■ **Provided text**
Containerization Continued
Volumes
The file system of a Docker container is designed to be ephemeral, that is changes made to the file system do not persist when the container is stopped and re-started. This is by design as containers are designed to be treated as disposable, while images are the permanent artifact.
Docker does support volumes which are capable of storing data permanently. A volume is separate from a container and image. The physical computing analogy is an external hard drive which can be plugged into a computer and which persists after the computer is shut down.
The general layout of how this works is:
- Images store the read-only data needed for an application. This includes underlying Linux libraries and binaries, configuration files, the code and data files for whatever application we are running in the container.
- Containers are launched from images and then executed. Writes to the files in the file system do not persist.
- Volumes are created explicitly to store data that the application needs in a persistent way. When writes to the volume happen, the data is safe.
For example, if we were making a WordPress website as a Docker container, we would have an image containing the LAMP stack (Linux, Apache, MySQL and PHP binary files), and the PHP code and configuration files for WordPress. We would setup a volume to contain the WordPress database. That way when the container is running and we edit the site (making posts or changing settings) they persist in the database. Every other aspect of the file system can be treated as read-only.
The benefit of this is it makes you think about what data an application needs to have persist and allow everything else to be ephemeral.

■ **Information supplied**
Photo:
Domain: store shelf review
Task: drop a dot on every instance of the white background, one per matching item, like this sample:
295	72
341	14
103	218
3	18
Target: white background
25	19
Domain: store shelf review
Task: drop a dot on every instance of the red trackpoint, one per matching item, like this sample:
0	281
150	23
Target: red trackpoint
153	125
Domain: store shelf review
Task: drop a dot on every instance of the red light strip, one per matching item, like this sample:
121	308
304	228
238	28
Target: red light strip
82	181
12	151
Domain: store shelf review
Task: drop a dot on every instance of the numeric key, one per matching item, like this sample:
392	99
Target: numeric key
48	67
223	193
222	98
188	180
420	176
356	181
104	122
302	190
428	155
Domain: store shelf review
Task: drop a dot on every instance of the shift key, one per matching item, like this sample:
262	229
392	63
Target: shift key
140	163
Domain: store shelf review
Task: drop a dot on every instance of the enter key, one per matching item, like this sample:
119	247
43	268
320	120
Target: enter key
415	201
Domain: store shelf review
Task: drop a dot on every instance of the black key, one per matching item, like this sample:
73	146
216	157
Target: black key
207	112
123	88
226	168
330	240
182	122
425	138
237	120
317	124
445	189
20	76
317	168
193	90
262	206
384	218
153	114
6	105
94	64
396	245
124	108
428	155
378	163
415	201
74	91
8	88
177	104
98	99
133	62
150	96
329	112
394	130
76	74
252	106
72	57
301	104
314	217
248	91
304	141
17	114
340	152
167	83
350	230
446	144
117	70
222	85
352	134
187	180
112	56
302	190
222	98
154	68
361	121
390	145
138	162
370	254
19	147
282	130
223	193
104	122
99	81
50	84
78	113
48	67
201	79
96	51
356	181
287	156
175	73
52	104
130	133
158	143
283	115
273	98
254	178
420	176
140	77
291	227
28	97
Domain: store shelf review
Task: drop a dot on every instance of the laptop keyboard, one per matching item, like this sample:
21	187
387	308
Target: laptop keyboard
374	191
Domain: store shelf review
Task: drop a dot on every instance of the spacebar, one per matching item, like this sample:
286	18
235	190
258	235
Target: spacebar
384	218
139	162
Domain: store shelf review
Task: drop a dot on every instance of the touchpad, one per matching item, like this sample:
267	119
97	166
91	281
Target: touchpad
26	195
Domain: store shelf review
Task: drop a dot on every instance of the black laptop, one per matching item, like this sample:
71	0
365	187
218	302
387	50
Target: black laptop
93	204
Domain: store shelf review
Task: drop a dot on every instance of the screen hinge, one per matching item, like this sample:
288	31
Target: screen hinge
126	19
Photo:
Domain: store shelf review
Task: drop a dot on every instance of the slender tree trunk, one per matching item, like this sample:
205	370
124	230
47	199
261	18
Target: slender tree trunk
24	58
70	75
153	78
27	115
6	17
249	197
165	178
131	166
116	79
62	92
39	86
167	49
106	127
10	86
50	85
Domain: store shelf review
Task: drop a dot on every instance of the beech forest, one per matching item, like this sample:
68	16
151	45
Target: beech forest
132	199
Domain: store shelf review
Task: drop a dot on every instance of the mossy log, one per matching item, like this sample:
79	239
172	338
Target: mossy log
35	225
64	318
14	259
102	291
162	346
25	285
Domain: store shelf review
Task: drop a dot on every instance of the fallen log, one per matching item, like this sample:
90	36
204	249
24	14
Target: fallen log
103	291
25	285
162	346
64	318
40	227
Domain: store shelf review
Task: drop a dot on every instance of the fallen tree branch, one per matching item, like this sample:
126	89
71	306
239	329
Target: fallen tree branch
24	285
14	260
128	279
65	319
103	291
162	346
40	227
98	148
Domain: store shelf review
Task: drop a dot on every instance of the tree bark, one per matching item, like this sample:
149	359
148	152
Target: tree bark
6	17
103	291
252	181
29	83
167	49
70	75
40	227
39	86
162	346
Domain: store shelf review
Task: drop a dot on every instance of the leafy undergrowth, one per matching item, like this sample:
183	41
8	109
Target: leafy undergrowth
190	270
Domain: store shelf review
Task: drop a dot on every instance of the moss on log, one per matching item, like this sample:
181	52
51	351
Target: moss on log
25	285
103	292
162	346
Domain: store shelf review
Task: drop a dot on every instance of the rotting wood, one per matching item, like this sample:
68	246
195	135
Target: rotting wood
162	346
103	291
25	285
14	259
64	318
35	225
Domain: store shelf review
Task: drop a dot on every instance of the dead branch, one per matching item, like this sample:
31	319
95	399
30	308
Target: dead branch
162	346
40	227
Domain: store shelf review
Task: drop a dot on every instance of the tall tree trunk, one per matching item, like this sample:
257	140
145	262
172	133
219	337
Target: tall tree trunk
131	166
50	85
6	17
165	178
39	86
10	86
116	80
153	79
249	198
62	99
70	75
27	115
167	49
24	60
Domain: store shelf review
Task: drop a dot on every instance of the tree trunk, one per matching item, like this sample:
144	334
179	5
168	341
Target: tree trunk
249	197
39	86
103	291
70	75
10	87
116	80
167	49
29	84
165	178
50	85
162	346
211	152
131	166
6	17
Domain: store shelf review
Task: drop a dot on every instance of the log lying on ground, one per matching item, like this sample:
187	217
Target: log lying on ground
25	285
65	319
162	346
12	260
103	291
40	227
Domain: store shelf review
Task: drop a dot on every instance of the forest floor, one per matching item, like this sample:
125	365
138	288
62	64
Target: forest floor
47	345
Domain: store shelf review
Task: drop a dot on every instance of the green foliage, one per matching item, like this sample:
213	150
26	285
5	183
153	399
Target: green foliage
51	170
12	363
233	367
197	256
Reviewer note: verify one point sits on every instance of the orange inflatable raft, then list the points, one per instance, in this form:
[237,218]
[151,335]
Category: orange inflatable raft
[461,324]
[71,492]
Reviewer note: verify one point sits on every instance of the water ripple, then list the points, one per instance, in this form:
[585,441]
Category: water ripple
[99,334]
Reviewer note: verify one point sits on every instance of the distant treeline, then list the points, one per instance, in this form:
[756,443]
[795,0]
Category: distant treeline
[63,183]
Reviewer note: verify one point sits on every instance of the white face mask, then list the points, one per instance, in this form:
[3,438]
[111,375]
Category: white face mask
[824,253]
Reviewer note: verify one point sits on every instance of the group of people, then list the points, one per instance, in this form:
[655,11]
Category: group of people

■ **Directives**
[1] In the Docker volumes passage, what physical computing analogy is given for a volume?
[2] Write out the Docker volumes passage from "The general layout" to "in the container.".
The lines above are separate from the Docker volumes passage.

■ **Worked solutions**
[1] An external hard drive that can be plugged into a computer and persists after the computer is shut down.

[2]
The general layout of how this works is:
- Images store the read-only data needed for an application. This includes underlying Linux libraries and binaries, configuration files, the code and data files for whatever application we are running in the container.